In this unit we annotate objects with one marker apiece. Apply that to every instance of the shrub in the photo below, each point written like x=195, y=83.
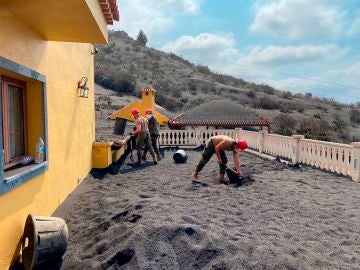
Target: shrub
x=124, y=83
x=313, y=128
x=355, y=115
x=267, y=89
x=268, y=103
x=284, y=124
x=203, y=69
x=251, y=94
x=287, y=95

────

Return all of the material above unchanged, minus its pictures.

In this unit we annotate objects with one marker apiece. Apply that to every instance of the shrub in the photo below, each point written like x=195, y=83.
Target: shrub
x=124, y=83
x=313, y=128
x=355, y=115
x=267, y=89
x=268, y=103
x=284, y=124
x=203, y=69
x=251, y=94
x=287, y=95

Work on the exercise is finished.